**What is required**
Could you output every record again, exactly as given?

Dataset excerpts
* * * * *
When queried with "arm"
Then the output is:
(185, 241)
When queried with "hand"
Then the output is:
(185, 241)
* * * * *
**Exercise output**
When queried with "arm"
Then the output is:
(185, 241)
When queried with "hand"
Then the output is:
(185, 241)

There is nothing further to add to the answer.